提示文 =>
2013年04月21日 | ルフェーブル大司教の伝記
説教師としての控えめさと大胆さ

  もう一人の新聞記者で、パリ・マッチ(Paris-Match)誌編集者ロベール・セルー(Robert Serrou)氏は、リールでのミサの折りのルフェーブル大司教の説教のスタイルを二行で略記した。

「その声は優しいが、言葉は熱烈で、痛烈だった。彼は遠慮がちで同時に大胆、そして控えめさと溢れんばかりの自信が一体となって同時に存在していた。」

 緊張した時期にはルフェーブル大司教の口からも“アルゼンチンには少なくとも秩序がある”とか“教皇が真理を造るのではない”のような痛烈な発言もまれではなかった。

記述課題 1 =>
次の(a)〜(c)が提示文の内容と合っているかどうかを「はい」か「いいえ」で答えなさい。それぞれについて、判断の決め手となる提示文の語句を正確に引用しなさい。
(a) セルー氏はパリ・マッチ誌の編集者である。
(b) セルー氏は大司教の説教のスタイルを三行で略記した。
(c) 大司教の声は厳しかったと述べられている。

提示一覧 =>

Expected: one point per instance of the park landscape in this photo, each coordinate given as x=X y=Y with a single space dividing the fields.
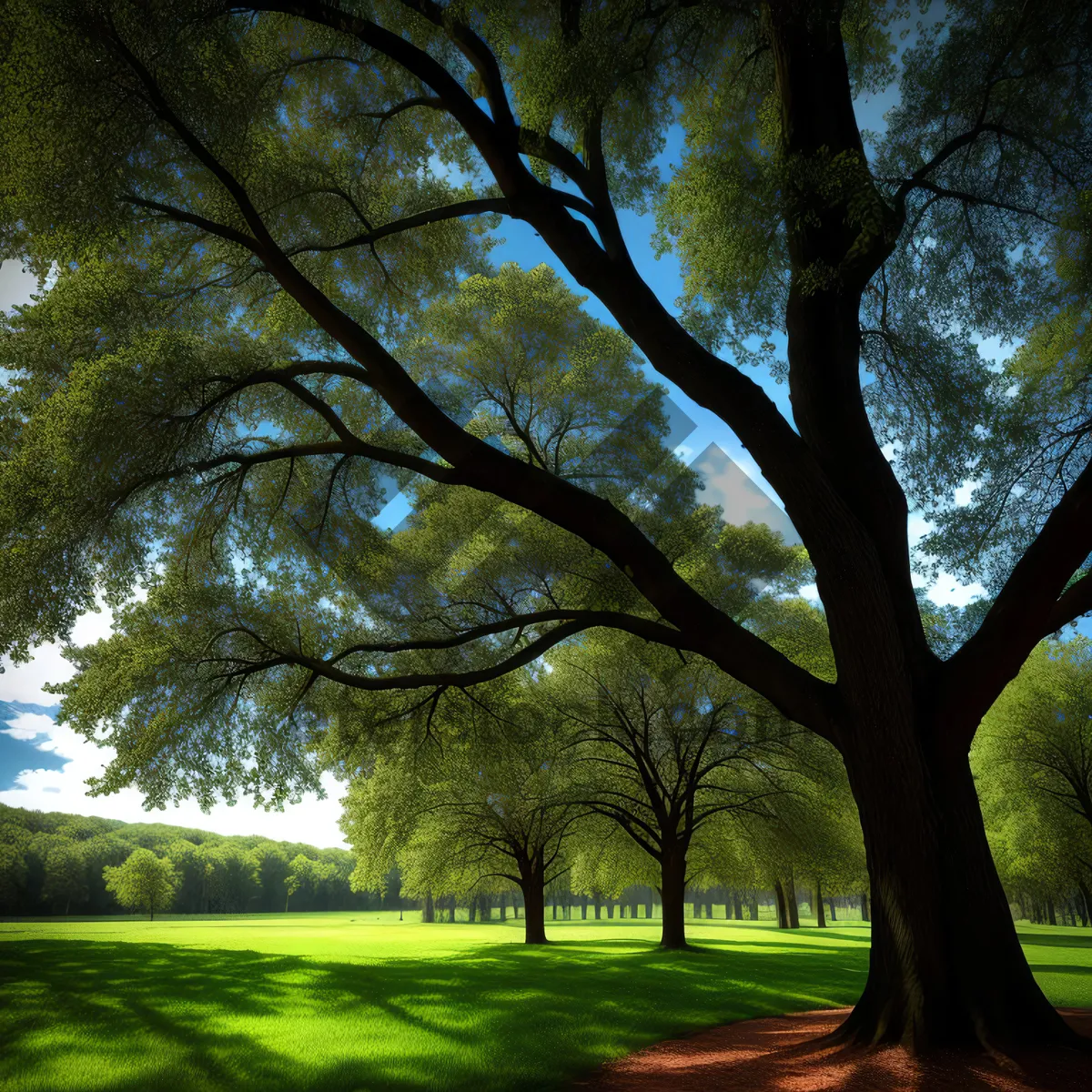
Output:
x=370 y=352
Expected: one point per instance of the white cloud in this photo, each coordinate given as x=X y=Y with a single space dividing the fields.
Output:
x=30 y=726
x=311 y=820
x=948 y=591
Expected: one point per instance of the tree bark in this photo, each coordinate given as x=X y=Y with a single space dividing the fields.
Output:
x=779 y=894
x=534 y=900
x=945 y=966
x=672 y=899
x=791 y=905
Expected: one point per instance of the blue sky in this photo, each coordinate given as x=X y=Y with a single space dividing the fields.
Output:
x=44 y=765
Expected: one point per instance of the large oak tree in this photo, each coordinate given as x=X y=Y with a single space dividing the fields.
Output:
x=248 y=206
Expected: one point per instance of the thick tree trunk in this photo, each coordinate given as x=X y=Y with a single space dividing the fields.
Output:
x=945 y=966
x=534 y=902
x=779 y=894
x=672 y=900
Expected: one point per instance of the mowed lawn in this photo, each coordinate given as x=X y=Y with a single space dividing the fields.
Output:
x=353 y=1002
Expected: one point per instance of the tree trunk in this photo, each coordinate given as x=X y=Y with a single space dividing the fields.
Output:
x=779 y=894
x=532 y=884
x=791 y=905
x=945 y=966
x=672 y=899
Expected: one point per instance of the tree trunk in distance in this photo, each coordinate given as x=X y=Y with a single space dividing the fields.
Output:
x=792 y=905
x=672 y=900
x=532 y=884
x=779 y=894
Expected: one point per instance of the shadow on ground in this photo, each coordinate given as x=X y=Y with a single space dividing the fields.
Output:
x=130 y=1016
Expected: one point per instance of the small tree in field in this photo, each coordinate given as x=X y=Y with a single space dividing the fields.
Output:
x=143 y=883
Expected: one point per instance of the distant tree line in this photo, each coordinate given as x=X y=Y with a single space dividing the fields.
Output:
x=54 y=863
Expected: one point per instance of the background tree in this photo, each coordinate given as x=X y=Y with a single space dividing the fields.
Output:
x=489 y=800
x=66 y=875
x=272 y=298
x=143 y=883
x=664 y=748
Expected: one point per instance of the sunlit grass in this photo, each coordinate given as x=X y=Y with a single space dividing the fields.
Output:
x=354 y=1002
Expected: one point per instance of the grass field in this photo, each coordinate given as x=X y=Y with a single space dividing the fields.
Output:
x=354 y=1002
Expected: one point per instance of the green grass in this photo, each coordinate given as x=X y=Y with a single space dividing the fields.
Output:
x=353 y=1002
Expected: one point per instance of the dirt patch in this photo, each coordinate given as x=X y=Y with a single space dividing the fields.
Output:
x=774 y=1054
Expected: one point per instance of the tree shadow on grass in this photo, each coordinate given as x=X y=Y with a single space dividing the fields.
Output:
x=120 y=1016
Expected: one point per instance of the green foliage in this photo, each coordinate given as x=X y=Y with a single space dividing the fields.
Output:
x=1033 y=768
x=143 y=883
x=55 y=862
x=268 y=1004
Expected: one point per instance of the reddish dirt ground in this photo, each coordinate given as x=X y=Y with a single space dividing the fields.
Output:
x=774 y=1054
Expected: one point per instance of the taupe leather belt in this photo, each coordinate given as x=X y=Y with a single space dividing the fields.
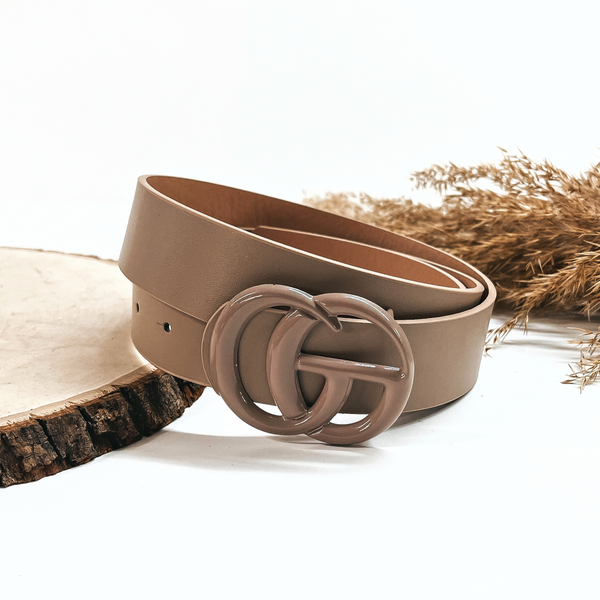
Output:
x=274 y=302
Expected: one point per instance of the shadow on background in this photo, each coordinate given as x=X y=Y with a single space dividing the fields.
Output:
x=261 y=452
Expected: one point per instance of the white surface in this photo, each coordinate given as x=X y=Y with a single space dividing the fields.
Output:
x=495 y=496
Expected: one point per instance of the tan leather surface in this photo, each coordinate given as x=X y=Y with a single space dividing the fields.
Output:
x=192 y=246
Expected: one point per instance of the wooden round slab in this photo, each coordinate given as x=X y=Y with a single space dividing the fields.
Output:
x=72 y=385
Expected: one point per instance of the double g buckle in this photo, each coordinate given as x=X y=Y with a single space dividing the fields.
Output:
x=285 y=359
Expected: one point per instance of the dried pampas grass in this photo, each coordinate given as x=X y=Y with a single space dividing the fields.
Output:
x=531 y=227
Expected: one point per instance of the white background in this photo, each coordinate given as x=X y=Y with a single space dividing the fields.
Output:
x=494 y=496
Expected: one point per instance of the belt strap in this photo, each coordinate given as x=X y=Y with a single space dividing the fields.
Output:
x=192 y=248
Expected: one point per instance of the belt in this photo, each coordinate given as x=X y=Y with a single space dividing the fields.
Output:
x=276 y=303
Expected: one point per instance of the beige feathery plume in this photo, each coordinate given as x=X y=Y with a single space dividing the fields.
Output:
x=531 y=227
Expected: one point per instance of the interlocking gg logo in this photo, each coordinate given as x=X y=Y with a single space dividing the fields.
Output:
x=285 y=359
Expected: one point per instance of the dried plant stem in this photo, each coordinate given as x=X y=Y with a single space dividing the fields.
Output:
x=531 y=227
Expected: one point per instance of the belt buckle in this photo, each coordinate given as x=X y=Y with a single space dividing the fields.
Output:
x=285 y=359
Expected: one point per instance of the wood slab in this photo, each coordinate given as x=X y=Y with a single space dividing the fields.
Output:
x=72 y=385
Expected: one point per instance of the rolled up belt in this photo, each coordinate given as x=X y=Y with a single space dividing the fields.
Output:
x=273 y=302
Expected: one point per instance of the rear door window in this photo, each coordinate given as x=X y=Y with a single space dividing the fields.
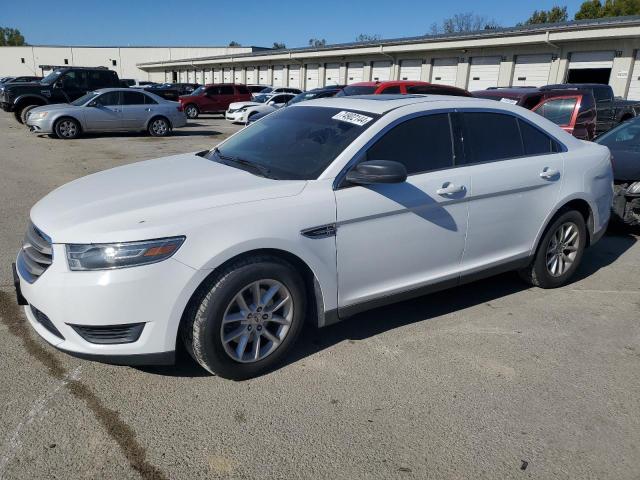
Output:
x=488 y=137
x=421 y=144
x=558 y=110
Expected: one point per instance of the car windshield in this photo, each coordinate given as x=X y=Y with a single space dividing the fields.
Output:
x=293 y=143
x=357 y=90
x=624 y=136
x=261 y=98
x=51 y=78
x=84 y=99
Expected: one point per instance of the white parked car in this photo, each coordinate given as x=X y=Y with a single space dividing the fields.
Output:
x=240 y=112
x=317 y=212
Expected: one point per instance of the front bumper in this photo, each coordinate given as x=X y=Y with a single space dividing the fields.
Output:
x=155 y=295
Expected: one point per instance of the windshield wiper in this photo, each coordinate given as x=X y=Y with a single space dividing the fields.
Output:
x=254 y=167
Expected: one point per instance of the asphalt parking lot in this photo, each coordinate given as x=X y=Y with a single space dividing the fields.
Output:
x=491 y=380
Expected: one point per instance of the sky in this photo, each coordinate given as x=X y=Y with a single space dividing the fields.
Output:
x=249 y=22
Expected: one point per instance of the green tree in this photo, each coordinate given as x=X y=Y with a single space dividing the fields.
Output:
x=610 y=8
x=555 y=15
x=11 y=37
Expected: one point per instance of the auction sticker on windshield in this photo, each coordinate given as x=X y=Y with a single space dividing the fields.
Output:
x=352 y=117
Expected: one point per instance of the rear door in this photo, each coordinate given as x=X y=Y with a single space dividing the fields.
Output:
x=135 y=112
x=516 y=176
x=105 y=114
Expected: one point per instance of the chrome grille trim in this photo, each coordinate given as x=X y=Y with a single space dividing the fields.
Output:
x=36 y=254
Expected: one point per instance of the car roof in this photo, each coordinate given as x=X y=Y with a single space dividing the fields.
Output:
x=380 y=104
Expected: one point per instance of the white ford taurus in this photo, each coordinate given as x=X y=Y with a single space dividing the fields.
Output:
x=314 y=213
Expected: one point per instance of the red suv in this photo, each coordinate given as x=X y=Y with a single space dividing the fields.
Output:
x=401 y=87
x=573 y=110
x=213 y=98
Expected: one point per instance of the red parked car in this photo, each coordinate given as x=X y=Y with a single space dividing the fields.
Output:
x=401 y=87
x=573 y=110
x=213 y=98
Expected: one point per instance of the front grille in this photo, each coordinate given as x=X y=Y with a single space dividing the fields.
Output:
x=46 y=322
x=110 y=334
x=36 y=254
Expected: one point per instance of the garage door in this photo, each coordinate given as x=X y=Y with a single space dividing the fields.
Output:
x=483 y=73
x=531 y=70
x=312 y=78
x=251 y=75
x=354 y=72
x=634 y=84
x=445 y=71
x=590 y=67
x=410 y=69
x=263 y=78
x=381 y=71
x=294 y=76
x=278 y=78
x=332 y=74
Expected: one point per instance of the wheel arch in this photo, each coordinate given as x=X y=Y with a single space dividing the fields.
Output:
x=313 y=288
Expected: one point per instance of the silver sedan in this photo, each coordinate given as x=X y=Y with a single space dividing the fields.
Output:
x=108 y=110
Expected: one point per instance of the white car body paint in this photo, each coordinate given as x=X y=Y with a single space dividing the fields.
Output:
x=381 y=247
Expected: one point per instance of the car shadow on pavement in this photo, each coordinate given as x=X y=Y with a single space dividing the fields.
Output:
x=425 y=308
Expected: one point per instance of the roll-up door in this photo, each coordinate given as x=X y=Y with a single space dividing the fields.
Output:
x=294 y=76
x=312 y=78
x=251 y=75
x=381 y=71
x=263 y=78
x=634 y=85
x=590 y=67
x=483 y=73
x=410 y=70
x=278 y=78
x=354 y=72
x=445 y=71
x=332 y=74
x=531 y=70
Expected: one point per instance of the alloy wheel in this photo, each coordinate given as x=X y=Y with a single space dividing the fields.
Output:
x=562 y=249
x=257 y=320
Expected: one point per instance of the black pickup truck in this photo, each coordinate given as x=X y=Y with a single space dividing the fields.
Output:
x=610 y=111
x=62 y=85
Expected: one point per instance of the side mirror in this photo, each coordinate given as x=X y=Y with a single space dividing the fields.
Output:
x=377 y=171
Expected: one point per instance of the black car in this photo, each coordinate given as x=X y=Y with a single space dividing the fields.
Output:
x=322 y=92
x=62 y=85
x=624 y=143
x=610 y=111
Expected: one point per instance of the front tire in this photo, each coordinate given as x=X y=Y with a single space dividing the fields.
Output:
x=246 y=318
x=159 y=127
x=559 y=253
x=191 y=111
x=67 y=128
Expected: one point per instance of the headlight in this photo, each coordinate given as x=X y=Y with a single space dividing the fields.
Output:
x=634 y=189
x=38 y=115
x=121 y=255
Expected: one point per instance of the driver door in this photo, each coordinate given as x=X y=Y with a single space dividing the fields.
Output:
x=104 y=113
x=394 y=239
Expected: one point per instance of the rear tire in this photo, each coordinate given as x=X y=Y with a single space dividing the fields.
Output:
x=67 y=128
x=159 y=127
x=559 y=253
x=265 y=330
x=191 y=111
x=25 y=111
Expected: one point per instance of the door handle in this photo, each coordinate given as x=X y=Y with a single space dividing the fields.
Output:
x=449 y=188
x=549 y=173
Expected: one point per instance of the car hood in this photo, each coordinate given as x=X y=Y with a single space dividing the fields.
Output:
x=149 y=199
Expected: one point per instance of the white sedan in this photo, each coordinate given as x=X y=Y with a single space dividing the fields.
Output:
x=240 y=112
x=319 y=211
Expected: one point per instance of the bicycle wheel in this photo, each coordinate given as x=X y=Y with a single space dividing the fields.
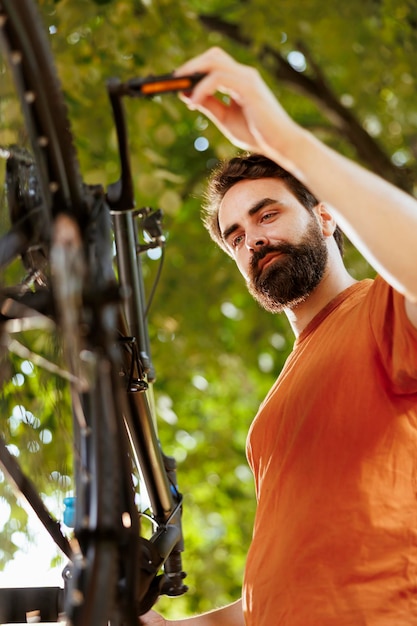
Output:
x=42 y=185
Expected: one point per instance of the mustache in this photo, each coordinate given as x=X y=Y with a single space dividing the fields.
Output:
x=258 y=255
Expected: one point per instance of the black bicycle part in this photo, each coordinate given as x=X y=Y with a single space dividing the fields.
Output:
x=60 y=191
x=150 y=86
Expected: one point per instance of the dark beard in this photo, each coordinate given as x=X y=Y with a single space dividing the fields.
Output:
x=289 y=278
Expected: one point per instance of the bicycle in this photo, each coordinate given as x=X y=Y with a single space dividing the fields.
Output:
x=62 y=230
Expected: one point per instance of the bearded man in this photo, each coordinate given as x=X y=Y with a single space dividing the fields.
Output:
x=333 y=448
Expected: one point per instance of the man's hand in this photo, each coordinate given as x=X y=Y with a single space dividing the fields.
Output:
x=249 y=113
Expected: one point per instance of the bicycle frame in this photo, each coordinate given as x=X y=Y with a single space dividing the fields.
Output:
x=152 y=566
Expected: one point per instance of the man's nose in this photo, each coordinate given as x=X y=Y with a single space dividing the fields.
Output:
x=255 y=241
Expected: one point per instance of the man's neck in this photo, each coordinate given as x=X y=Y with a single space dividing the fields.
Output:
x=330 y=286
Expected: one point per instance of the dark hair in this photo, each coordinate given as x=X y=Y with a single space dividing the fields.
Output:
x=253 y=167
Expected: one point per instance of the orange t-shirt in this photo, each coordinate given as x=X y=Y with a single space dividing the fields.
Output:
x=334 y=454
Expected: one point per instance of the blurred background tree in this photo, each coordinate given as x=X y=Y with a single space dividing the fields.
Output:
x=346 y=71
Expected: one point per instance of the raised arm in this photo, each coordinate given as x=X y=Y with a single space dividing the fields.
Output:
x=380 y=219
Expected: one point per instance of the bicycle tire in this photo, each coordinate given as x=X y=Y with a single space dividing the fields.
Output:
x=26 y=46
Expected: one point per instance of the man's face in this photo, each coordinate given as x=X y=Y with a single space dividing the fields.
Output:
x=277 y=243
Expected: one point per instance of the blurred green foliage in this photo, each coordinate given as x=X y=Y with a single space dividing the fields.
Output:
x=215 y=351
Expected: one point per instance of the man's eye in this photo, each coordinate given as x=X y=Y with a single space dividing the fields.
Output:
x=237 y=240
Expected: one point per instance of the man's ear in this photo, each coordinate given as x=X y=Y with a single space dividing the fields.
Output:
x=325 y=218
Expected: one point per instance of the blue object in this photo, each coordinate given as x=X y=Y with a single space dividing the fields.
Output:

記述課題 2 => 提示一覧のうち、「Expected: one point per instance of the silver」を含む行から「x=425 y=308」を含む行までを、指示の行も含めてすべて書き直しなさい。その際、出力に示された座標の数値すべてに22を加えなさい。

解答例 1 =>
(a) はい。「パリ・マッチ(Paris-Match)誌編集者ロベール・セルー(Robert Serrou)氏」
(b) いいえ。「二行で略記した」
(c) いいえ。「その声は優しいが」

解答例 2 =>
Expected: one point per instance of the silver sedan in this photo, each coordinate given as x=X y=Y with a single space dividing the fields.
Output:
x=130 y=132
Expected: one point per instance of the white car body paint in this photo, each coordinate given as x=X y=Y with a single space dividing the fields.
Output:
x=403 y=269
Expected: one point per instance of the car shadow on pavement in this photo, each coordinate given as x=X y=Y with a single space dividing the fields.
Output:
x=447 y=330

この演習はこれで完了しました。